### EXERCISE DETAILS
Pull every line with "sample" from the entries below.

### DATA IN THIS EXERCISE
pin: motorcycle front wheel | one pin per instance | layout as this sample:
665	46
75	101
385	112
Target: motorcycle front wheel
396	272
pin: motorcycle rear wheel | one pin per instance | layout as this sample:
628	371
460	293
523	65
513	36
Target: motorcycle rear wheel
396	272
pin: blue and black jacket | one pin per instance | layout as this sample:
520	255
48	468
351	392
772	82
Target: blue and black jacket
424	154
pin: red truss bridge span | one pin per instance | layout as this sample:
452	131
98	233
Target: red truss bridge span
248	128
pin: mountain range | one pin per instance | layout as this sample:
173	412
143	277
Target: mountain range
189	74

...

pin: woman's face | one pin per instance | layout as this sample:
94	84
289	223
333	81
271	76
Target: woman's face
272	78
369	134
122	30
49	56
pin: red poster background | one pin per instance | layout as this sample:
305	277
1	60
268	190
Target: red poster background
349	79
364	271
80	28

### RESULT
pin: motorcycle front wheel | one pin per instance | layout as this sample:
pin: motorcycle rear wheel | one pin per instance | layout as this sample:
pin: blue and black jacket | one pin per instance | layout as this sample:
pin: red truss bridge span | one pin per instance | layout as this sample:
pin: mountain range | one pin per instance | layout as this sample:
pin: woman's face | one pin per instance | layout as this sample:
pin: red poster background | one pin per instance | layout as this sample:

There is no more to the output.